# Task details
Count the lines in the listing that contain the word "white", and give only the number.

# Dataset entries
========================================
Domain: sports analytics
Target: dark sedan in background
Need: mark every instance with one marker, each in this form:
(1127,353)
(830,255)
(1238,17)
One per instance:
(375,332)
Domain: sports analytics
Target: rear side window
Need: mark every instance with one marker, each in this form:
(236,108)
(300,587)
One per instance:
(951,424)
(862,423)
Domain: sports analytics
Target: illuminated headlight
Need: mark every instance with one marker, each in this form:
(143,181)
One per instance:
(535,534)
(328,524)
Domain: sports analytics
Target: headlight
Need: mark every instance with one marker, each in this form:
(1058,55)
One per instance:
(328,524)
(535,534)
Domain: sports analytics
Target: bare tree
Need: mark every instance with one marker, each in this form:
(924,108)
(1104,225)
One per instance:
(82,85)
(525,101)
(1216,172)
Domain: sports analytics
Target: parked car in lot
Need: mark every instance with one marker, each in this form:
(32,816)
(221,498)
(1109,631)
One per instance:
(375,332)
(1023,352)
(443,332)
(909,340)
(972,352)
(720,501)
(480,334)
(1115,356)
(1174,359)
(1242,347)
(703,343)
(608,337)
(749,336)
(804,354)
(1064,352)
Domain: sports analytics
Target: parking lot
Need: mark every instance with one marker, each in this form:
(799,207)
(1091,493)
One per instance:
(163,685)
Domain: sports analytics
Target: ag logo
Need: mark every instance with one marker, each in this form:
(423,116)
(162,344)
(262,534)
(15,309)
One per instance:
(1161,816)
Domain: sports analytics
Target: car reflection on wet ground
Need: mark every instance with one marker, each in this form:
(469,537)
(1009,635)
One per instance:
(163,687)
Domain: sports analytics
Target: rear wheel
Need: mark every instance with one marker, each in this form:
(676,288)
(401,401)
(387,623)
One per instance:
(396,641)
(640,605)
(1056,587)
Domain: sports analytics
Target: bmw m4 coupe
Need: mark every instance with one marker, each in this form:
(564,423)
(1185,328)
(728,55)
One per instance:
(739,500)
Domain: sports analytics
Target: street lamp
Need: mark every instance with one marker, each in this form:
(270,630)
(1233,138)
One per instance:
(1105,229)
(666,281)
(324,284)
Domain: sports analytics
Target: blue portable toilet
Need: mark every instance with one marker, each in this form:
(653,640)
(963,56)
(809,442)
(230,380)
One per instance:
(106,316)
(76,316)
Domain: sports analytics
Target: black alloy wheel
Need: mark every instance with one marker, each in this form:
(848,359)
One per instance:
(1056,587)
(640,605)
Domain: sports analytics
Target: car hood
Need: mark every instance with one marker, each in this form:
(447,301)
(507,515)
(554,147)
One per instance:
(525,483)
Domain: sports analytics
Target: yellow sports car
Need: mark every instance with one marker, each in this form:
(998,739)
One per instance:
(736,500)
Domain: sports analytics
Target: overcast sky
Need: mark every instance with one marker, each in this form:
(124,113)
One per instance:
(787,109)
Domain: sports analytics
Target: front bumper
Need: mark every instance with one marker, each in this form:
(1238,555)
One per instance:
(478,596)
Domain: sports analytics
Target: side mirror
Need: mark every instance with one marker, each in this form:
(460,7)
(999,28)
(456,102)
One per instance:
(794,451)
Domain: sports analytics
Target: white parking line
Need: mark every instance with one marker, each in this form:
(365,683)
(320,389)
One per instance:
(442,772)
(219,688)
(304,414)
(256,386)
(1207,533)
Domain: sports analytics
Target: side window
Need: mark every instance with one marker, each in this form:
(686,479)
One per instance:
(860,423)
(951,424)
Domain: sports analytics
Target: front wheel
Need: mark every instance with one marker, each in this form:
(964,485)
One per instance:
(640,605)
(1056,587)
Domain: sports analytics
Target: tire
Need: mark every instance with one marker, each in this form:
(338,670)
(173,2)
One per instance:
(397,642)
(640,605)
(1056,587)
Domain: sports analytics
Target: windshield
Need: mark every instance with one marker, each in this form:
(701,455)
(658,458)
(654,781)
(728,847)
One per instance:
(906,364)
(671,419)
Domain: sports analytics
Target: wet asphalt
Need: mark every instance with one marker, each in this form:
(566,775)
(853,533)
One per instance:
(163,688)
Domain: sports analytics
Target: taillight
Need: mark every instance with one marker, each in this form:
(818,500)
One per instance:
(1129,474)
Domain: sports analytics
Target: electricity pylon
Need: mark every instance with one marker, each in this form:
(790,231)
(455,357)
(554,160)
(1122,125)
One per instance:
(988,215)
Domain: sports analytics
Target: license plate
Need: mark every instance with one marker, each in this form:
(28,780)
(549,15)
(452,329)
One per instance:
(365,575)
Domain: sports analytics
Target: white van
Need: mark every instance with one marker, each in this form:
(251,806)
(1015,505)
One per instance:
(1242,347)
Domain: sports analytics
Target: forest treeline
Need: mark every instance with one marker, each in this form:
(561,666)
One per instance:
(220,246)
========================================
# Answer to the problem
2